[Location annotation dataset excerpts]
==============================

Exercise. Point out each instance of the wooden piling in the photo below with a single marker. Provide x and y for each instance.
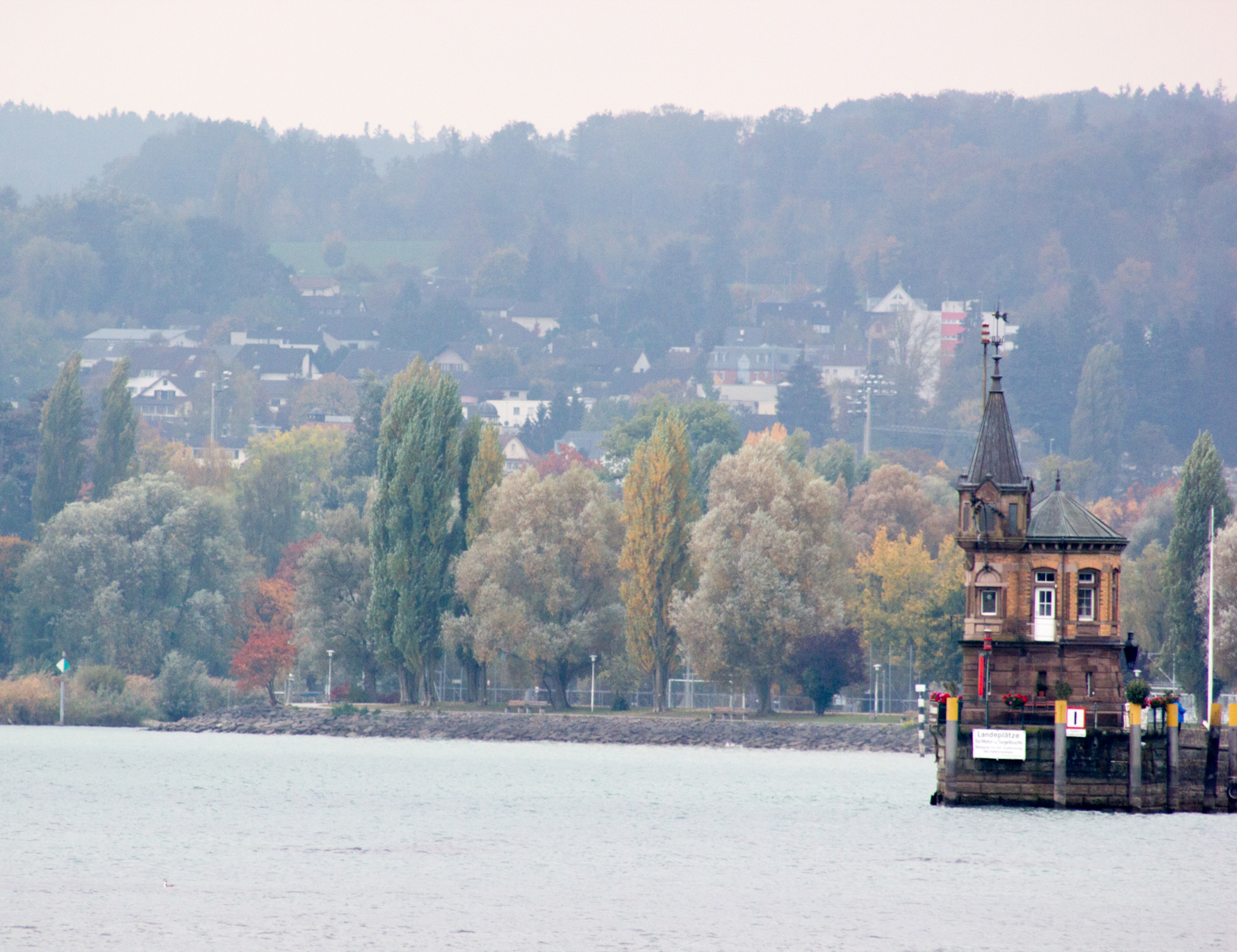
(1213, 769)
(1174, 737)
(951, 750)
(1232, 755)
(1059, 755)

==============================

Restate the records above in full, word for word. Keep pictures out.

◆ **RESPONSE TO THIS TASK**:
Exercise. Point out each instance of the wooden piling in the photo below with a single marker. Provide x and y for each instance.
(1213, 769)
(1174, 737)
(951, 750)
(1232, 755)
(1059, 755)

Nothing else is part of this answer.